▸ **WHAT THE TASK ASKS**
Copy the lines of the listing below word for word, starting at the line that contains "Report the position of each instance of the fence post" and ending at the line that contains "[[463, 171]]", both included.

▸ **DATA SUPPLIED**
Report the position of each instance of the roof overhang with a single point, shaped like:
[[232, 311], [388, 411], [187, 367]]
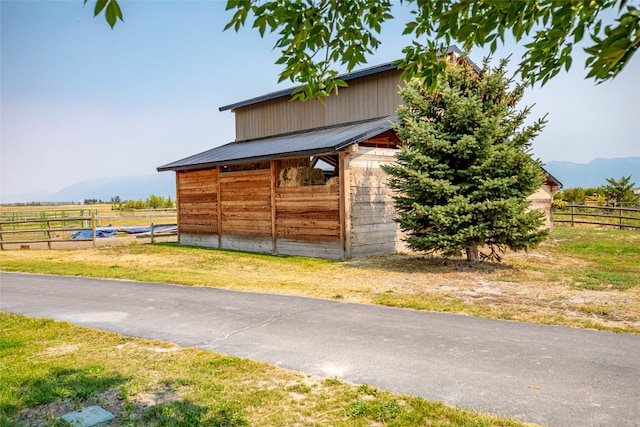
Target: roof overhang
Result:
[[329, 139], [345, 77]]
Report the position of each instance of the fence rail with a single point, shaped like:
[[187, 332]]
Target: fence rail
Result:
[[62, 229], [608, 216]]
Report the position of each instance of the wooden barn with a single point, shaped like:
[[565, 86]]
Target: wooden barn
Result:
[[302, 178]]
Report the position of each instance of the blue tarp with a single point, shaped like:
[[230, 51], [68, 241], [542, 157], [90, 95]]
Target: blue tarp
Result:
[[102, 232]]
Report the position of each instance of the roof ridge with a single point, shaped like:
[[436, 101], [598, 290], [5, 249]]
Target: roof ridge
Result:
[[303, 131]]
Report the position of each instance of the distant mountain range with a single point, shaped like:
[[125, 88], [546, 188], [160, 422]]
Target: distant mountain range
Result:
[[594, 173], [125, 187]]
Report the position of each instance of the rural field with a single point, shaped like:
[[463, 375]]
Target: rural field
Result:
[[580, 277], [39, 227]]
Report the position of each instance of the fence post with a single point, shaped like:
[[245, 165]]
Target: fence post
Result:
[[93, 229], [48, 234], [152, 237], [572, 208], [620, 217]]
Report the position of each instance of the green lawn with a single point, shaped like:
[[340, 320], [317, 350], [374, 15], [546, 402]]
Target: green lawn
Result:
[[49, 368]]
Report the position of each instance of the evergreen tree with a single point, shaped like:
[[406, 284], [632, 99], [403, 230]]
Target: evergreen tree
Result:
[[463, 171]]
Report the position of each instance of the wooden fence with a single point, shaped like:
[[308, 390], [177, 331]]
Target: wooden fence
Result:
[[62, 229], [620, 217]]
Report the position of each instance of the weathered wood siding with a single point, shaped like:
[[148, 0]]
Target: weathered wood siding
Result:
[[245, 203], [309, 213], [198, 202], [256, 216], [368, 97], [372, 227]]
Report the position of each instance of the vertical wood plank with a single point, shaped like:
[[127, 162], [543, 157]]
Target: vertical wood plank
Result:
[[345, 204]]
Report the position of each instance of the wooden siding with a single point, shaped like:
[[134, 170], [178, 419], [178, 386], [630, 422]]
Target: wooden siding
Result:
[[245, 203], [256, 215], [310, 213], [197, 202], [369, 97]]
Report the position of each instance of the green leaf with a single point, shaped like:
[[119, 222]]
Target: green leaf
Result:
[[100, 4], [113, 13]]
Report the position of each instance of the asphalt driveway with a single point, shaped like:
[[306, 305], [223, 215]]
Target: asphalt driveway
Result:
[[543, 374]]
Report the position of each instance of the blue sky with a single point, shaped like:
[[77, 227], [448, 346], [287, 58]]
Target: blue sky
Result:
[[80, 101]]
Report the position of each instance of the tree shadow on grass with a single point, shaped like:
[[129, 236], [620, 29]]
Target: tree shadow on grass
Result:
[[42, 400], [184, 413]]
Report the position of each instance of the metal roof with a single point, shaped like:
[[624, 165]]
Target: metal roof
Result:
[[314, 141], [345, 77]]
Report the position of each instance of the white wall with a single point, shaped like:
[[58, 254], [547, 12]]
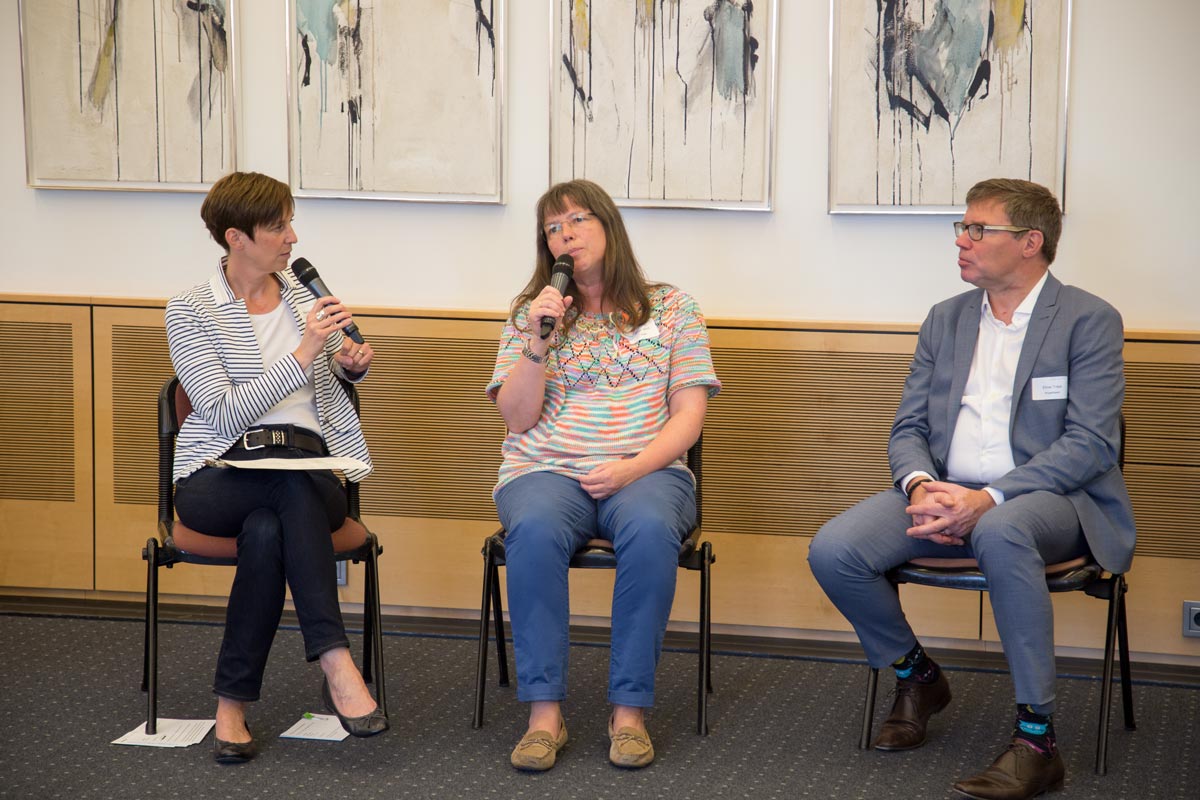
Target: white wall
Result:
[[1129, 235]]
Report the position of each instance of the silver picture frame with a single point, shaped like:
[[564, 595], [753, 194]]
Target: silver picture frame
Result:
[[405, 101], [928, 98], [142, 101], [666, 104]]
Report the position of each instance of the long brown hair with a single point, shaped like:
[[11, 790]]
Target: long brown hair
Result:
[[624, 283]]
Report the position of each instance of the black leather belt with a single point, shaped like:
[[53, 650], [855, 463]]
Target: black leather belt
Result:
[[281, 435]]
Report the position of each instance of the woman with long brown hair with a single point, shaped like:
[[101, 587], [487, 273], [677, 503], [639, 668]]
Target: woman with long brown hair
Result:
[[600, 414]]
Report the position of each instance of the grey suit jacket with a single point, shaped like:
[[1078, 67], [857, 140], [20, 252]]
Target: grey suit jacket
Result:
[[1066, 445]]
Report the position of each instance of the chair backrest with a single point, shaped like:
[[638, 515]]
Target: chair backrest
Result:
[[695, 463]]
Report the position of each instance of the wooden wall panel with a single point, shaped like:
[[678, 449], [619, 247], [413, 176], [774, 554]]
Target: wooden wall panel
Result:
[[46, 459], [131, 366]]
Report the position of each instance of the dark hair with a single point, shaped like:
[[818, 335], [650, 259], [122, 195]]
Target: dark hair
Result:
[[1027, 205], [245, 200], [624, 283]]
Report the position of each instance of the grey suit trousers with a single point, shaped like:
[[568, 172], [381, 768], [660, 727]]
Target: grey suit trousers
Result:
[[1013, 542]]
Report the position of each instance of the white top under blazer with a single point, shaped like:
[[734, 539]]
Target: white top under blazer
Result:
[[220, 365]]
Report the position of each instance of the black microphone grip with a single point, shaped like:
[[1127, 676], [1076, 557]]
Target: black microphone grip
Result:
[[306, 274], [564, 268]]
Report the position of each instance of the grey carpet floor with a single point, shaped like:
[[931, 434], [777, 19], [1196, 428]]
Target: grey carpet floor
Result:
[[780, 727]]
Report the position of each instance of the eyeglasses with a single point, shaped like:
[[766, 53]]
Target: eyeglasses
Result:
[[977, 230], [575, 220]]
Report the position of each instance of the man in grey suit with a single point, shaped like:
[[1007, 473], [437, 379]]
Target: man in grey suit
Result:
[[1005, 449]]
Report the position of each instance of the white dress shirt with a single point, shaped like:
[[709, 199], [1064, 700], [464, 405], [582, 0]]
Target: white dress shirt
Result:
[[981, 449]]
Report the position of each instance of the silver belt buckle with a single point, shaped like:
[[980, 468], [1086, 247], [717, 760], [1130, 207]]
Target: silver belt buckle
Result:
[[245, 440]]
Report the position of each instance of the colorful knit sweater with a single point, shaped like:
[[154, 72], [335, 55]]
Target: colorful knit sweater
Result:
[[607, 390]]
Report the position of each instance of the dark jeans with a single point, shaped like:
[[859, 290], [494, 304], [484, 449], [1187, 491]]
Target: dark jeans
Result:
[[283, 521]]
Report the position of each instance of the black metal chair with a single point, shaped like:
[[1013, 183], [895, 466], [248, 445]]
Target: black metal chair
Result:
[[1079, 575], [177, 543], [598, 554]]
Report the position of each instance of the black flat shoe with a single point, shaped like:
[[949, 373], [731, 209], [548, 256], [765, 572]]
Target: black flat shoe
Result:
[[367, 725], [233, 752]]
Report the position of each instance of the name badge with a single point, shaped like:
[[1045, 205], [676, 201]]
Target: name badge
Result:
[[1050, 388], [647, 331]]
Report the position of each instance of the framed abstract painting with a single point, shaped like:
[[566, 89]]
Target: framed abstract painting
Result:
[[928, 97], [396, 101], [665, 102], [137, 100]]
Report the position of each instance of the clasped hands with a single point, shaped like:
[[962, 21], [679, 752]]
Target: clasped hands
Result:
[[946, 512], [609, 477]]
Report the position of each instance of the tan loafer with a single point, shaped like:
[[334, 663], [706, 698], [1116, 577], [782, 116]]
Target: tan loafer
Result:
[[538, 750], [630, 747]]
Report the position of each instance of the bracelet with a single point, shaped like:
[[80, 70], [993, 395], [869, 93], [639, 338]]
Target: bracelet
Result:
[[527, 352], [915, 483]]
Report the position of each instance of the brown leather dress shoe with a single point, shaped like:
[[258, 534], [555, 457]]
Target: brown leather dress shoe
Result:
[[1019, 773], [905, 727]]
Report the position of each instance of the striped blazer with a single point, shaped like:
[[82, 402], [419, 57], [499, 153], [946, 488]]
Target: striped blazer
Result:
[[216, 356]]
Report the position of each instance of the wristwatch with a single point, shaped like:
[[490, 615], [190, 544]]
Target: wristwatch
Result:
[[527, 352]]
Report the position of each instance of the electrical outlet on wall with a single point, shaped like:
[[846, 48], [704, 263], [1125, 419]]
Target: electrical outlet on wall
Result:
[[1192, 618]]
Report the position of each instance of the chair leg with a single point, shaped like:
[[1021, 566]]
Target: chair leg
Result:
[[1123, 649], [502, 648], [485, 609], [375, 614], [369, 655], [150, 653], [1102, 735], [705, 679], [873, 683]]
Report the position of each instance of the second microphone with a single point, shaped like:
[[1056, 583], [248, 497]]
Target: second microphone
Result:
[[559, 278]]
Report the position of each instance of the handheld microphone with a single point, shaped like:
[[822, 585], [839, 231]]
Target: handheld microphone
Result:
[[306, 274], [564, 268]]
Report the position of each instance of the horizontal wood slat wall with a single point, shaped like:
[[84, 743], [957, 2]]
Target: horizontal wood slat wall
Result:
[[798, 433], [46, 458]]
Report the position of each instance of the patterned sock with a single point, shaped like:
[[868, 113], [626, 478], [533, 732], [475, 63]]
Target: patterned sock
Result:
[[1036, 728], [917, 666]]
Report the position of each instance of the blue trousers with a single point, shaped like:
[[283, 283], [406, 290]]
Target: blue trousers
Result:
[[283, 521], [1013, 542], [549, 517]]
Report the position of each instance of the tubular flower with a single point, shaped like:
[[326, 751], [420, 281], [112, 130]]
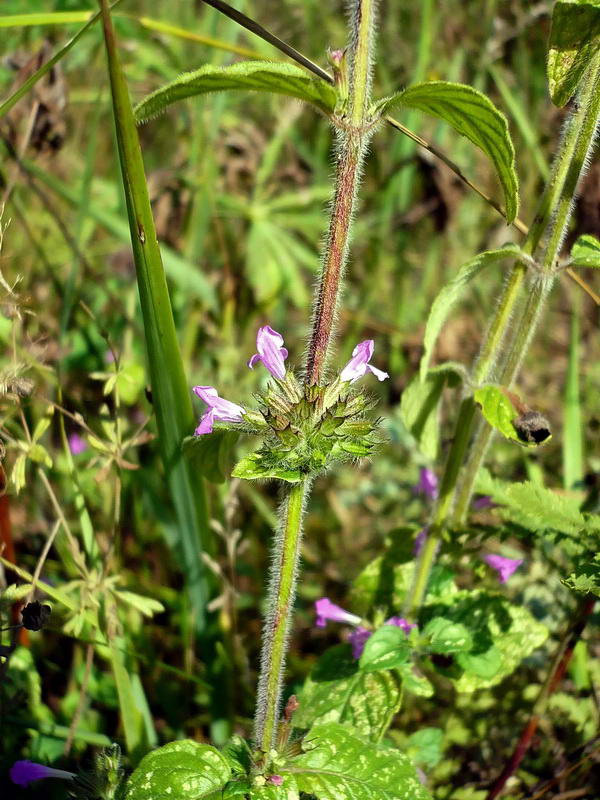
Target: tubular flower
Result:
[[359, 363], [328, 611], [503, 566], [428, 483], [25, 772], [271, 352], [218, 409]]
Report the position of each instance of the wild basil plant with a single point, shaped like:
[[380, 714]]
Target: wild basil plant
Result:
[[409, 620]]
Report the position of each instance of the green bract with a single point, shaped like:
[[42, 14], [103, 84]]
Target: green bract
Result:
[[307, 428]]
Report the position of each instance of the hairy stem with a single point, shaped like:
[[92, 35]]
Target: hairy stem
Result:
[[544, 240], [352, 138], [560, 663], [282, 591]]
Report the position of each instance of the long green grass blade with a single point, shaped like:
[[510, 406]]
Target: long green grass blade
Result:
[[171, 394], [572, 428]]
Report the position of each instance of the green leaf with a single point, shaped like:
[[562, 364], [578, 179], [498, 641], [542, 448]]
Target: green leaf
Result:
[[474, 116], [182, 770], [425, 746], [499, 410], [586, 580], [337, 691], [503, 635], [338, 765], [573, 43], [261, 76], [386, 648], [451, 293], [446, 636], [586, 252], [252, 468], [170, 390], [211, 455]]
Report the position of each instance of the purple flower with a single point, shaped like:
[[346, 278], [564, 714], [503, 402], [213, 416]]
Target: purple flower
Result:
[[328, 611], [271, 352], [428, 483], [420, 541], [218, 409], [358, 639], [503, 566], [483, 501], [25, 772], [359, 363], [77, 444], [400, 622]]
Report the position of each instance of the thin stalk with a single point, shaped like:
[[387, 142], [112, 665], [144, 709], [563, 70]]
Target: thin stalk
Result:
[[352, 140], [282, 592], [545, 234], [352, 136], [560, 663]]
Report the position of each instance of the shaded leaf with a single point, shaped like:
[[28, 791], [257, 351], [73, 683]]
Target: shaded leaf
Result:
[[386, 648], [338, 765], [261, 76], [474, 116], [450, 294], [573, 43], [586, 252], [252, 468], [337, 691]]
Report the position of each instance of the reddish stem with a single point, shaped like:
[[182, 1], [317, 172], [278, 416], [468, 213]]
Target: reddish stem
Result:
[[561, 662]]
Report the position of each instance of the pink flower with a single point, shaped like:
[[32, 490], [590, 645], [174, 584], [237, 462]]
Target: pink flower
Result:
[[358, 639], [218, 409], [420, 540], [503, 566], [271, 352], [328, 611], [359, 363], [428, 483], [77, 444], [400, 622], [25, 772]]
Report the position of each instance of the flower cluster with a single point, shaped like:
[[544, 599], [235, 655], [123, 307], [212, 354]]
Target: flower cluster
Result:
[[327, 611], [305, 428]]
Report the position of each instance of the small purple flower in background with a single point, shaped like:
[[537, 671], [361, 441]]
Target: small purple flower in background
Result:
[[271, 352], [218, 409], [420, 540], [358, 639], [400, 622], [328, 611], [503, 566], [25, 772], [428, 483], [77, 444], [359, 363], [483, 501]]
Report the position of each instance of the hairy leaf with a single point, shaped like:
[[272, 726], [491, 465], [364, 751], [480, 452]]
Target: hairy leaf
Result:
[[260, 76], [385, 649], [451, 293], [252, 468], [574, 40], [474, 116], [337, 691], [586, 252], [182, 770], [338, 765]]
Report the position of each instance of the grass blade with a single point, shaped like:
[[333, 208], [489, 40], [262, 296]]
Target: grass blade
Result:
[[171, 394]]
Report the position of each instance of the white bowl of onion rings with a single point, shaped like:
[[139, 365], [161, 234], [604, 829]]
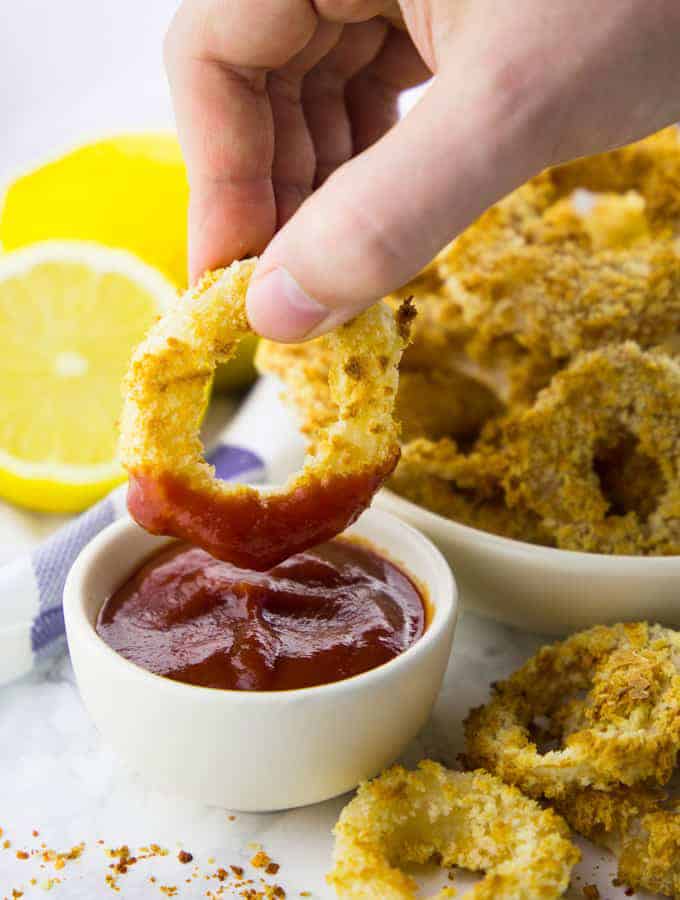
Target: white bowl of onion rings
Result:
[[257, 750], [543, 589]]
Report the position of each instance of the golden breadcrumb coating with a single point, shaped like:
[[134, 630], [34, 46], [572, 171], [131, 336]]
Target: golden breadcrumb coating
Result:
[[464, 486], [582, 255], [639, 825], [628, 728], [464, 819], [164, 397], [612, 393]]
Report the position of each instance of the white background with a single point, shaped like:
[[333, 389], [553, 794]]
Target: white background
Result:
[[73, 69]]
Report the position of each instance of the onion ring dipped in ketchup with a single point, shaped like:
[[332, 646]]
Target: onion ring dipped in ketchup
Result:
[[173, 490]]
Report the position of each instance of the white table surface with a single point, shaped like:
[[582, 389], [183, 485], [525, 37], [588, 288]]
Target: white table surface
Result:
[[70, 70]]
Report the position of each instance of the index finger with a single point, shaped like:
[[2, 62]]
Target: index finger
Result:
[[217, 55]]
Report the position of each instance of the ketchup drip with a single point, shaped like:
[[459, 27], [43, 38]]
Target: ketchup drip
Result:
[[247, 528], [321, 616]]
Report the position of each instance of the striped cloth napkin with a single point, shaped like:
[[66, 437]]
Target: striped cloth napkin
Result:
[[259, 444]]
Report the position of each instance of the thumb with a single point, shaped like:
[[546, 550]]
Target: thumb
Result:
[[385, 214]]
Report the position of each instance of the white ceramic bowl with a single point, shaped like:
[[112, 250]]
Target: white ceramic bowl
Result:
[[542, 589], [261, 750]]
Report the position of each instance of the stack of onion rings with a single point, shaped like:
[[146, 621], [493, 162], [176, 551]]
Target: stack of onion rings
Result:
[[553, 445], [611, 697], [631, 726], [172, 488], [471, 820], [639, 825]]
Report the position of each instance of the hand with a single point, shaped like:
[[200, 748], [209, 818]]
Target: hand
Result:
[[287, 113]]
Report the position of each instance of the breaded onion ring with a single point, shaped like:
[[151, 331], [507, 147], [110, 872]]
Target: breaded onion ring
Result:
[[172, 488], [468, 819], [582, 255], [615, 391], [639, 825], [465, 487], [631, 714]]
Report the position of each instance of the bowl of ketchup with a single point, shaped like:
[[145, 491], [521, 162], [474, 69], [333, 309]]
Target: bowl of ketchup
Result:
[[260, 690]]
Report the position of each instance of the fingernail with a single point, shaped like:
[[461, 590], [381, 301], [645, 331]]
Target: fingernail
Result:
[[279, 309]]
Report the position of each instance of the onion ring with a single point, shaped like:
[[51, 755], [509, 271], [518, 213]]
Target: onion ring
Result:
[[619, 390], [172, 488], [639, 825], [468, 819], [583, 255], [631, 714], [465, 487]]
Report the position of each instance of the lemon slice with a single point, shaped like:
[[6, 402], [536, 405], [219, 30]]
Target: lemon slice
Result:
[[128, 191], [70, 314]]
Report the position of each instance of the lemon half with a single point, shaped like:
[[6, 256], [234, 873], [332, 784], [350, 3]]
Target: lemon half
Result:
[[128, 191], [71, 313]]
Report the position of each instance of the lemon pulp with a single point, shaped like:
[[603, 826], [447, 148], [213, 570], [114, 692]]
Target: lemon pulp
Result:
[[70, 315]]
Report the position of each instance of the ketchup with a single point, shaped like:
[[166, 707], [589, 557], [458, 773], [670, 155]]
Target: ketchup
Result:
[[320, 616]]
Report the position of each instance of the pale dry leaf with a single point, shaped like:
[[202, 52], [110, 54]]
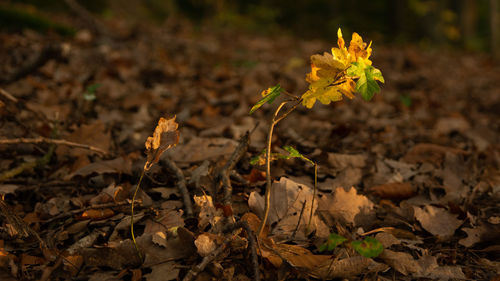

▸ **SOLUTION TO THIS PROBLEM**
Report the position of each instance of the fence post with a single point, shaped like:
[[245, 165]]
Target: fence post
Result:
[[93, 229], [48, 234], [152, 237], [572, 208], [620, 217]]
Report the position of each instance of the green lawn with a single point, shaped like:
[[340, 320], [317, 350], [374, 15], [546, 402]]
Target: green lawn
Result:
[[49, 368]]
Report the position of each instance of the evergreen tree with a single point, shaped like:
[[406, 284], [632, 99], [403, 230]]
Target: evergreen tree
Result:
[[463, 171]]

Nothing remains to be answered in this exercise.